That's geometer-talk, @r9m.

@Hippa Been there done that

robjohn

@Hippalectryon I think that there must be some history between her and Pedro that I don't know about for the reaction that happened. At the very least, I don't think she understood what he was saying.

Hippalectryon

If she were here we could ask >.>

Balarka Sen

It's Tao's right?

@robjohn Well she misunderstood a plenty of stuff we said.

It's not her fault of course. But I guess she could do thinking that she might be misunderstanding and act a bit less violently.

Hippalectryon

@BalarkaSen What do you mean ?

r9m

16:40

@BalarkaSen I got a different interesting problem though ! estimating average order of the function $f(n) = \max\limits_{p^\alpha || n} \alpha$ :) seems nice :D

robjohn

@r9m averaging over what?

Balarka Sen

@Hippa She mostly thinks that her interpretation of our statements are right and acts violently towards them, whereas (because she is not quite adept at English, so am I, so it's not her fault) the interpretation is not quite right.

@r9m Hmm.

r9m

@robjohn estimating the summatory function of $f$ .. $\sum\limits_{n \le x} f(n)$ ..

Balarka Sen

That looks like the p-adic norm.

robjohn

@r9m better than the Euler Maclaurin Sum Formula?

Balarka Sen

16:42

@robjohn Sure.

Wait

How do you propose to use EM here?

r9m

@robjohn oh ! but how do I use EM here ? :O

Balarka Sen

JINX

Hippalectryon

@robjohn What is the dimension of $\mathcal{S}_n(\mathbb{R})$ ?

robjohn

@r9m you said you were estimating $\sum\limits_{n\le x} f(n)$

Balarka Sen

$f$ being $\max_{p^\alpha || n} \alpha$

Otherwise for general $f$ Perron is far better than EM, though far tedious.

robjohn

16:44

@BalarkaSen Oh... okay. I didn't know what $f$ was

@BalarkaSen that depends on what "general" means

Balarka Sen

well if $f(n)$ grows like $O(n)$...

and the corresponding L-function has a good complex analytic representation

robjohn

@BalarkaSen is $p$ fixed?

Balarka Sen

Yes, it's a prime.

r9m

@BalarkaSen bringing it down to perron requires atleast finding a D-series for it .. I couldn't apply the Tauberian theorems either ,, I am more or less blank :(

Balarka Sen

$f(n)$ is the largest $\alpha$ such that $p^\alpha$ divides $n$.

@r9m I hate Tauberian theorems.

Confuzzles me.

Have you inspected the arithmetic properties of $f$, @r9m?

### Stored rows:
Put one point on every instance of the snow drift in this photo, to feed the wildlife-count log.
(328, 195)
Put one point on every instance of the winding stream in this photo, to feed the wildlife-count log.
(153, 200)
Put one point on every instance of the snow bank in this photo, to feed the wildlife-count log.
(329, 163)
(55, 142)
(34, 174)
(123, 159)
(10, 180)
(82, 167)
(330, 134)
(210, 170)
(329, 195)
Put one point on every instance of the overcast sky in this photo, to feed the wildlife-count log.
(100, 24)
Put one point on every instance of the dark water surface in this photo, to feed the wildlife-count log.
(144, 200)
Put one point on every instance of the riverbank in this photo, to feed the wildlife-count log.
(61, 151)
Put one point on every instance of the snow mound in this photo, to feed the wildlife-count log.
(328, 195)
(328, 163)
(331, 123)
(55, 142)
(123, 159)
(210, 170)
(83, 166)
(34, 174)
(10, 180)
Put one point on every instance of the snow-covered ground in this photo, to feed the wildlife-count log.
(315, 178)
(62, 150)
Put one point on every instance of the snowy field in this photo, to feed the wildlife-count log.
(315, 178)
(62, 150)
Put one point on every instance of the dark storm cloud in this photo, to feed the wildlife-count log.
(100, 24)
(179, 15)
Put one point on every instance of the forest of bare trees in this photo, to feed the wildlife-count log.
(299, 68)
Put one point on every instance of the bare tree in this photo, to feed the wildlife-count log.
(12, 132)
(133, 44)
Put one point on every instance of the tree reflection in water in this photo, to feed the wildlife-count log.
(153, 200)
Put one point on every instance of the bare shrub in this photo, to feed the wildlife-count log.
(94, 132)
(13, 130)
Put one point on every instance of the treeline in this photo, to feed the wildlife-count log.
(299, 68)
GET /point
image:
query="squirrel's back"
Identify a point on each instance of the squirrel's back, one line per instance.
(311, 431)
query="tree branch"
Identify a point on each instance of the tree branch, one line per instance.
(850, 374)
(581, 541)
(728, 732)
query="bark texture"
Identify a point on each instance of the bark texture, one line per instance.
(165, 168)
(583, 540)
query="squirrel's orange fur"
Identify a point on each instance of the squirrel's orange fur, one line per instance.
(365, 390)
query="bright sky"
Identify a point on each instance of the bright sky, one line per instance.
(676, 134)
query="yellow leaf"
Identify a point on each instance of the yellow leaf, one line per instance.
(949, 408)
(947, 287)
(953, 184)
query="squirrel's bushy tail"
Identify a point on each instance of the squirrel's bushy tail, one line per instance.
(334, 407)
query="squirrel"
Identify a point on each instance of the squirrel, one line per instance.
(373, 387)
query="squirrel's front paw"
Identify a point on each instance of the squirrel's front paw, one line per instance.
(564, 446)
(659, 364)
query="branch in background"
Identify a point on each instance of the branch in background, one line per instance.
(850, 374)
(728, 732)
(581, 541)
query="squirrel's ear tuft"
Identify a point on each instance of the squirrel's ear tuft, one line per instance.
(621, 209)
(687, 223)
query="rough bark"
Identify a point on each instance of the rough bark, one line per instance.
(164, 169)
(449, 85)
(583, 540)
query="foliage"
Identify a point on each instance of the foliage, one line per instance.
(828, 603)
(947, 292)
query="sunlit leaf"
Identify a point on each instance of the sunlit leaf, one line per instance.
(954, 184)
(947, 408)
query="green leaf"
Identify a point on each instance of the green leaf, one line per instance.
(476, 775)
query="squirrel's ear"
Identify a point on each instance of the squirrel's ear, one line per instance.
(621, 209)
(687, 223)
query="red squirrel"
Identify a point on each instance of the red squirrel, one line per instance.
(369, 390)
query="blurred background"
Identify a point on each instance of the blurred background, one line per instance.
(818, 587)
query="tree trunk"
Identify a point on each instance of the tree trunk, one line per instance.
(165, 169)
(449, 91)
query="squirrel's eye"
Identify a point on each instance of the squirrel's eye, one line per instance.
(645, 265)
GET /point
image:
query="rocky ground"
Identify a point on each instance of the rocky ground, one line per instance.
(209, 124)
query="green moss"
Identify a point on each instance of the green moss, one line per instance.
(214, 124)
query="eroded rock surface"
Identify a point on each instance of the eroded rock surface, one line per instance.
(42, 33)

### What you have to do:
Pick up the math chat transcript after its last line and keep it going. The records have nothing to do with the math chat.

### Task answer:
r9m

16:48

@robjohn no no .. we are looking at the maximum of the powers in the prime factorization of $n$ .. $n = \prod\limits_{i=1}^{k} p_i^{\alpha_i}$ .. then $f(n) = \max\limits_{i=1}^{k} \alpha_i$

Balarka Sen

Oh OK

r9m

@BalarkaSen don't have much clue ..

Balarka Sen

I misunderstood it too :P

Formalize your notations dude

r9m

ah sorry .. should have mentioned we are looking at all prime factors on $n$ .. rather than a fixed prime ..

robjohn

@BalarkaSen Shouldn't that sum be somewhere close to $\frac{px}{(p-1)^2}$?

Balarka Sen

16:51

no idea

robjohn

@r9m oh, so $p$ is not fixed

Balarka Sen

@r9m $f(n^k) = kf(n)$

r9m

@robjohn yes ... sorry for the confusing notation ..

robjohn

@r9m so it's the greatest power of any prime that divides $n$

Balarka Sen

you might want to try looking at $f(nm)$ for coprime $m$ and $n$.

r9m

16:53

@robjohn yes !!

robjohn

@BalarkaSen that would just be the max of $f(m)$ and $f(n)$

r9m

@BalarkaSen thats just max{f(m),f(n)} right ?

Balarka Sen

yes, right.

hmm

$n < p^{\omega(n) \cdot f(n)}$. Does that even help?

We don't know $p$.

r9m

@BalarkaSen nah !! too large

robjohn

you'll probably need something deeper than I am familiar with to handle this.

Balarka Sen

16:57

$n < n^{1/2\omega(n) f(n)}$

that gives a dumb upper bound, right?

bah

Hippalectryon

@robjohn Have you seen my question ? :-)

robjohn

@Hippalectryon which one? your most recent one has an accepted answer

Hippalectryon

@robjohn Not that

23 mins ago, by Hippalectryon

@robjohn What is the dimension of $\mathcal{S}_n(\mathbb{R})$ ?

robjohn

@Hippalectryon what is $\mathcal{S}_n(\mathbb{R})$?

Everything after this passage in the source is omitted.